------ Passage given
2.1 Introduction to the Project Objectives

The main objective of the Aniketos Project is to establish and maintain security and trustworthiness in composite services. The project delivers a platform that builds upon existing environment solutions, such as service composition, service runtime execution and service storage, and extends them to offer the security and trust dimension when designing, implementing, deploying and running composite services.

In more details, the Aniketos platform aims to advance the state-of-the-art in the area of service composition by creating and maintaining secure and trusted composite services. Through the appropriate specification of methods and development of tools and services, the Aniketos platform supports the whole service life cycle in service engineering, ranging from service implementation, discovery and composition to service management, adaptation and reconfiguration.

As Future Internet services can be dynamically composed or evolved, the Aniketos platform defines trust models and security policies, through which the interested stakeholders can define, validate and monitor trustworthiness and security properties. These properties can be used as the building blocks for developing the security descriptors for the composed services and contract related artefacts, as well as be exploited to identify and overcome the shortcomings in service engineering when dealing with security violation issues.
------------
------ Data segment
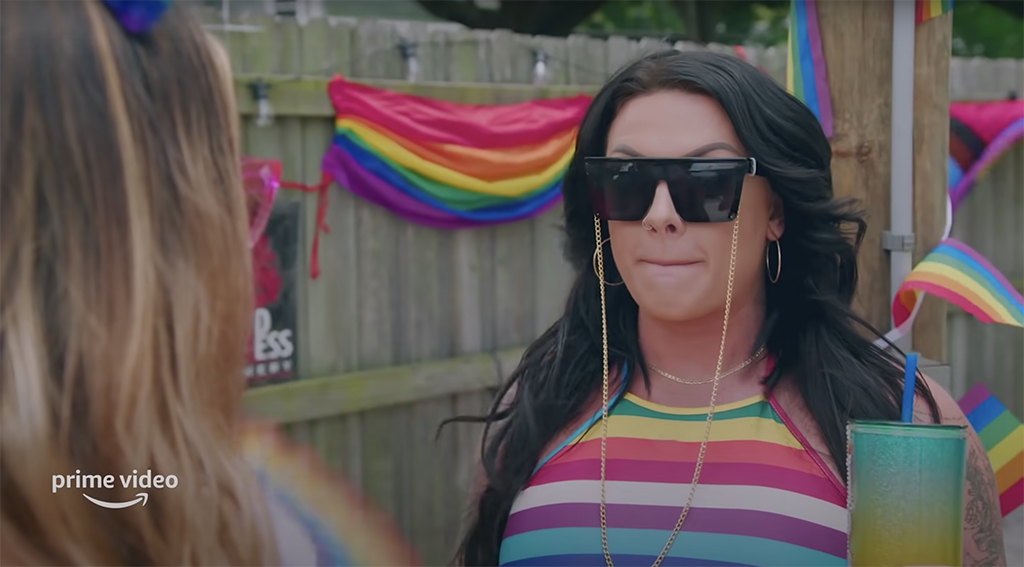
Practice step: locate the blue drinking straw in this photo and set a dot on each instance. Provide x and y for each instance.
(909, 378)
------------
◆ **Exercise description**
Could you reproduce word for word everything from "The main objective" down to "adaptation and reconfiguration." in the passage on the Aniketos Project objectives?

◆ **Response**
The main objective of the Aniketos Project is to establish and maintain security and trustworthiness in composite services. The project delivers a platform that builds upon existing environment solutions, such as service composition, service runtime execution and service storage, and extends them to offer the security and trust dimension when designing, implementing, deploying and running composite services.

In more details, the Aniketos platform aims to advance the state-of-the-art in the area of service composition by creating and maintaining secure and trusted composite services. Through the appropriate specification of methods and development of tools and services, the Aniketos platform supports the whole service life cycle in service engineering, ranging from service implementation, discovery and composition to service management, adaptation and reconfiguration.